#### Given instruction
Copy the stretch of items from the line containing "sneaker with a single point, one per instance." through the end of the items, both ends included, keeping every character as it is.

╔══

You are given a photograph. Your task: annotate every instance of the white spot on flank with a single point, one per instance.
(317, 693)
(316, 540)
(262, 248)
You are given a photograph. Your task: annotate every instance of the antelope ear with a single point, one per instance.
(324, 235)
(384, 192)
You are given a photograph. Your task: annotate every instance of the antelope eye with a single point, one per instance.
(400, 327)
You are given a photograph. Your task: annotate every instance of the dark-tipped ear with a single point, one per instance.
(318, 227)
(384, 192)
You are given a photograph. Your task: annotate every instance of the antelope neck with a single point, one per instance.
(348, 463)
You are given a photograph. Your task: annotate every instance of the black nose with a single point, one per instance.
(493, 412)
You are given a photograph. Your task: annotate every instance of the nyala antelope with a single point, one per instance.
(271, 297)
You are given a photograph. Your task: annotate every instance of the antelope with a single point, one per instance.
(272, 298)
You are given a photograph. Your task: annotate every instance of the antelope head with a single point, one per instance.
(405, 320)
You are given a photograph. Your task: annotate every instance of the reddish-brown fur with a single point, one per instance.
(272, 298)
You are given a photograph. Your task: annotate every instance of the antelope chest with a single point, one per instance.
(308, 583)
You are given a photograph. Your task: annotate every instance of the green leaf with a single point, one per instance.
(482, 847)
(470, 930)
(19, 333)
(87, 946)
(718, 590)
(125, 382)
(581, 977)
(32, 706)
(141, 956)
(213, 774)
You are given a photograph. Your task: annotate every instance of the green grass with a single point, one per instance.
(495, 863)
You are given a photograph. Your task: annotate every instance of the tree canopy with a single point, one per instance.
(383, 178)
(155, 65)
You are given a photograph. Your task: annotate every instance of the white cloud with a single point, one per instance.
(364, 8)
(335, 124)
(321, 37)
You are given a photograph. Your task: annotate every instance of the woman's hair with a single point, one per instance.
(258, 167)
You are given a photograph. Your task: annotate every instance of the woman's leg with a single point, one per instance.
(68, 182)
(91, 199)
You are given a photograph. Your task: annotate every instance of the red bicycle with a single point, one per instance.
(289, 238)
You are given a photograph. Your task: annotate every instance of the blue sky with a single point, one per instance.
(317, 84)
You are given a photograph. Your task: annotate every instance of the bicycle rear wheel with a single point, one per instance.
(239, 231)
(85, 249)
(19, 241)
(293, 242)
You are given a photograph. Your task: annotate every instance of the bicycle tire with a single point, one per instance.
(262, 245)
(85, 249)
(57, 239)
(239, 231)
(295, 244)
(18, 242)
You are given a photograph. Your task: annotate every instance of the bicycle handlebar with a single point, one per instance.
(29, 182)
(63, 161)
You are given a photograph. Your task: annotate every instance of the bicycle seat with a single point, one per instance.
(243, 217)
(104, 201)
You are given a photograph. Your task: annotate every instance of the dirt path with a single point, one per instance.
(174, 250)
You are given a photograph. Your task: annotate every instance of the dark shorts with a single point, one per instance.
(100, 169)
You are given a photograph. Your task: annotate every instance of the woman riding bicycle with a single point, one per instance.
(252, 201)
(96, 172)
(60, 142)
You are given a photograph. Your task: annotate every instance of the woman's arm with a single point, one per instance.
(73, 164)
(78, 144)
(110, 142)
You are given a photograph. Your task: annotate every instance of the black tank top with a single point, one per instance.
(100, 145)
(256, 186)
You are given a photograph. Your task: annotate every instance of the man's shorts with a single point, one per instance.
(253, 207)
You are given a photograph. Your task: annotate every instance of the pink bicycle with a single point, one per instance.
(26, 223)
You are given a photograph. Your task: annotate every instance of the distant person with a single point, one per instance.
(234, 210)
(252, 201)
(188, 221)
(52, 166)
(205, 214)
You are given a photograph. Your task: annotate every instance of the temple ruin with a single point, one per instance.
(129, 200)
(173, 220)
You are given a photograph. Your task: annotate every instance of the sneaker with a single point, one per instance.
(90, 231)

╚══

#### Expected answer
You are given a photograph. Your task: annotate every instance of the sneaker with a single point, one per instance.
(90, 231)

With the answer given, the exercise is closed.